**Set problem:**
Can you render the part of the listing below that opens with the line containing "Inline example — detecting smooth" and closes with the line containing "0;0;200;130" as a JSON list of strings, one string per line? Skip blank lines and leave the pictures out.
#### Exercise material ####
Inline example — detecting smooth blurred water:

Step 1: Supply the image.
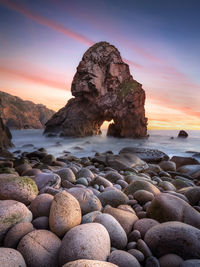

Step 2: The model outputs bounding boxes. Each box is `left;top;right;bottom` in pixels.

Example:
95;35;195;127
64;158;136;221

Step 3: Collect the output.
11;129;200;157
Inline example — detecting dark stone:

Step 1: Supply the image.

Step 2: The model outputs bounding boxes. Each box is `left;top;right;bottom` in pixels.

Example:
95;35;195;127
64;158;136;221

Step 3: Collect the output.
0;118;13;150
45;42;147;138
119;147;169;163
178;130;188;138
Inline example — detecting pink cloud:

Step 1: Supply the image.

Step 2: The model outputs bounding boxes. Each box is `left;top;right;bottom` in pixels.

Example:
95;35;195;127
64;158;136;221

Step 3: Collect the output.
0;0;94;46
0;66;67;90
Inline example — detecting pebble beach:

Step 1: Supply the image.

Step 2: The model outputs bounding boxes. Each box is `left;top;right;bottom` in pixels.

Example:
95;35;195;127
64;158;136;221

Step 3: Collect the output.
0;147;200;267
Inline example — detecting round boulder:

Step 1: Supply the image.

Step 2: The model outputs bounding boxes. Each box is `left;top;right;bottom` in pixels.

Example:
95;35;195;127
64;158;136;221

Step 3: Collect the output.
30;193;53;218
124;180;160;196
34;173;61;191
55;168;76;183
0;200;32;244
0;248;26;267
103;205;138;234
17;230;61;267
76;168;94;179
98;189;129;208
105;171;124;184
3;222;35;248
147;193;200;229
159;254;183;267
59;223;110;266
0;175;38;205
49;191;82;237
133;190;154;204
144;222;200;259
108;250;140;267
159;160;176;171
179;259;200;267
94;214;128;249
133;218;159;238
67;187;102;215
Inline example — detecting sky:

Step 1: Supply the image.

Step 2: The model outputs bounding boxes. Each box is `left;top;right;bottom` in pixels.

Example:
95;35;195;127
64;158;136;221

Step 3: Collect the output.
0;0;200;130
####
#### Exercise material ####
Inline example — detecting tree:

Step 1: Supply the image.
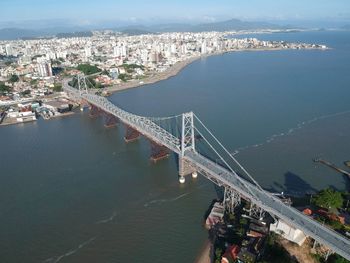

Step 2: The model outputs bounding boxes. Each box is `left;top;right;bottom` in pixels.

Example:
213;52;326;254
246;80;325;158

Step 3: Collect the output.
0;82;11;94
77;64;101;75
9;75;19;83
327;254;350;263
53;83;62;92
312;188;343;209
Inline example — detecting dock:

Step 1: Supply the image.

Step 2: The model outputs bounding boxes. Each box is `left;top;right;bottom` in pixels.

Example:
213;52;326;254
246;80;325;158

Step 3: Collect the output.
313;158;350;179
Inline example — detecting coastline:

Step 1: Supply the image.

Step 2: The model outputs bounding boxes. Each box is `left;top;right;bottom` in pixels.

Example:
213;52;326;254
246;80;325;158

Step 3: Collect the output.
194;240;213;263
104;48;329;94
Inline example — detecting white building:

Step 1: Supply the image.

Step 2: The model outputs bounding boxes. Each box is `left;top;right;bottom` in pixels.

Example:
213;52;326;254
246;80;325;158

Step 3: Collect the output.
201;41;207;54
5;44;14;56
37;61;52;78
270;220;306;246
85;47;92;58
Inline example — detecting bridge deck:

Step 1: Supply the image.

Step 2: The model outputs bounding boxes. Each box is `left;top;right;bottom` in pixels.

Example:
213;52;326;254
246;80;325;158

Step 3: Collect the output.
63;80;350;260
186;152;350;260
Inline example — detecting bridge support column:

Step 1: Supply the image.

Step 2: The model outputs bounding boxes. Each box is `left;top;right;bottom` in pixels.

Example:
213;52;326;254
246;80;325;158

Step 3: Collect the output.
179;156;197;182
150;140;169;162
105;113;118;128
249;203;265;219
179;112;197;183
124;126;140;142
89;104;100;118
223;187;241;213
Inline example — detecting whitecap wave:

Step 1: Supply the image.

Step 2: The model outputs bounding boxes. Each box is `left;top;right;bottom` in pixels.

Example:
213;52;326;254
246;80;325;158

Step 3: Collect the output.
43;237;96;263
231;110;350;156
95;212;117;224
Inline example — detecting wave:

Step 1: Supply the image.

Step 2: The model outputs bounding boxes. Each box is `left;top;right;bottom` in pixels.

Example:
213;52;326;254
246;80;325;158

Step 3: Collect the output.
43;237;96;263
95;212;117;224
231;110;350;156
####
**Output for this exercise:**
[
  "Inline example — detecting smooth blurred water:",
  "Step 1: Supply the image.",
  "Step 2: The model outputs bounding boxes. Each box is `left;top;right;bottom` in pixels.",
  "Example:",
  "95;35;195;127",
  "64;158;136;221",
  "Step 3: Collect the output.",
  "11;129;200;157",
  "Inline example — detecting dark stone:",
  "Step 1: Supply the image.",
  "Step 2: The model outputs bounding boxes. Each box is `left;top;right;bottom` in pixels.",
  "Example:",
  "95;35;195;127",
  "64;158;136;221",
  "Step 3: Collect the output.",
  "0;118;13;150",
  "45;42;147;138",
  "119;147;169;163",
  "178;130;188;138",
  "Inline example — detecting pink cloud:",
  "Step 1: Supply the image.",
  "Step 2: The model outputs bounding boxes. Each box is `left;top;right;bottom` in pixels.",
  "Example:",
  "95;35;195;127",
  "64;158;136;221",
  "Step 3: Collect the output.",
  "0;0;94;46",
  "0;66;67;90",
  "Inline example — detecting pebble beach:",
  "Step 1: Supply the image.",
  "Step 2: The model outputs bounding boxes. Each box is `left;top;right;bottom` in pixels.",
  "Example:",
  "95;35;195;127",
  "64;158;136;221",
  "Step 3: Collect the output.",
  "0;147;200;267",
  "Inline example — detecting round boulder:",
  "Step 1: Supply the image.",
  "Step 2: The model outputs bounding boxes. Each box is `left;top;right;bottom` in pixels.",
  "Example:",
  "95;35;195;127",
  "64;158;136;221",
  "Step 3: Collect the output.",
  "30;193;53;218",
  "124;180;160;196",
  "34;173;61;191",
  "55;168;76;183",
  "0;200;32;244",
  "0;248;26;267",
  "103;205;138;234",
  "17;230;61;267",
  "76;168;94;179",
  "98;189;129;208",
  "105;171;124;184",
  "3;222;35;248",
  "147;193;200;229",
  "159;254;183;267",
  "59;223;110;266",
  "0;175;38;205",
  "49;191;82;237",
  "133;190;154;204",
  "144;222;200;259",
  "108;250;140;267",
  "159;160;176;171",
  "179;259;200;267",
  "94;214;128;249",
  "133;218;159;238",
  "67;187;102;215",
  "Inline example — detecting sky:",
  "Step 1: Supply the image.",
  "Step 2: The model outputs bounding boxes. Each box is `left;top;right;bottom` in pixels.",
  "Example:",
  "95;35;195;127",
  "64;158;136;221",
  "Step 3: Collect the output.",
  "0;0;200;130"
]